Region pointing data:
┄┄┄┄┄┄┄┄┄┄

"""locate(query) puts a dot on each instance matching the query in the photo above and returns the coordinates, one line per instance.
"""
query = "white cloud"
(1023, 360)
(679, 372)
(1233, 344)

┄┄┄┄┄┄┄┄┄┄

_Problem_
An exact reproduction of all the entries, complete to the last line, is needed.

_Task answer_
"""locate(query) puts a dot on each instance matching the query in the photo above and returns the coordinates, one line per instance.
"""
query = "white cloud"
(1023, 360)
(679, 372)
(1233, 344)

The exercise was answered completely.